→ **READING TEXT**:
***

Older adults who keep their living spaces clean and tidy glean both physical and emotional benefits, a new study has found. That’s apparently because of both the physical activity involved and the resulting environment.
“House cleaning kept them up and moving,” Kathy D. Wright, a postdoctoral researcher at Case Western Reserve University’s Frances Payne Bolton School of Nursing, explained in a news release, “[and a] clean environment is therapeutic.”
Wright’s research team designed their study, involving 337 participants aged 65 to 94, to test a theory called House’s Conceptual Framework for Understanding Social Inequalities in Health and Aging. The theory is meant to elucidate how factors such as income, environment, education and health behaviors (such as smoking or exercise) influence overall health in elders.
All the participants were enrolled in both Medicare and Medicaid, had at least one chronic illness, had physical restrictions preventing them from performing basic tasks such as bathing, and were not able to manage daily responsibilities such as taking medication. They were all from Summit and Portage counties in Ohio.

***

→ **YOUR INSTRUCTIONS**:
Transcribe everything in the article on house cleaning and older adults from "Older adults who" down to "health in elders.", word for word.

→ **RECORDED INFORMATION**:
***

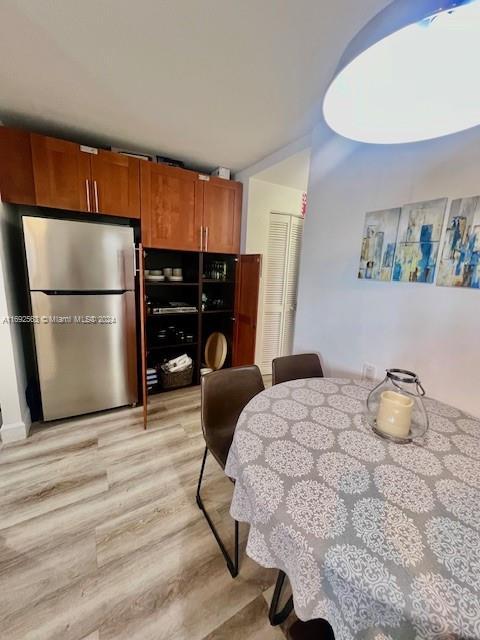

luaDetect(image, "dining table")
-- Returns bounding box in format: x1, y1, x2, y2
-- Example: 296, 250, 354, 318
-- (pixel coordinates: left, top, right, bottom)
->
225, 378, 480, 640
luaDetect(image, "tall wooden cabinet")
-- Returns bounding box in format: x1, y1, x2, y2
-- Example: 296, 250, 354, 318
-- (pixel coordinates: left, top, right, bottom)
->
141, 163, 242, 254
139, 248, 261, 427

***

→ **ANSWER TO THIS TASK**:
Older adults who keep their living spaces clean and tidy glean both physical and emotional benefits, a new study has found. That’s apparently because of both the physical activity involved and the resulting environment.
“House cleaning kept them up and moving,” Kathy D. Wright, a postdoctoral researcher at Case Western Reserve University’s Frances Payne Bolton School of Nursing, explained in a news release, “[and a] clean environment is therapeutic.”
Wright’s research team designed their study, involving 337 participants aged 65 to 94, to test a theory called House’s Conceptual Framework for Understanding Social Inequalities in Health and Aging. The theory is meant to elucidate how factors such as income, environment, education and health behaviors (such as smoking or exercise) influence overall health in elders.